What the task asks
Present each line of the material below as a row in a Markdown table with the columns "No." and "Line," numbering the rows and omitting blank lines.

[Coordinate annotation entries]
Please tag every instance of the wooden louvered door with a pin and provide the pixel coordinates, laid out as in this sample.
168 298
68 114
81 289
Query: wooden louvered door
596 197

Expected answer
| No. | Line |
|---|---|
| 1 | Please tag every instance of the wooden louvered door with a pin and provide the pixel coordinates, laid out as in this sample. |
| 2 | 168 298 |
| 3 | 68 114 |
| 4 | 81 289 |
| 5 | Query: wooden louvered door |
| 6 | 596 197 |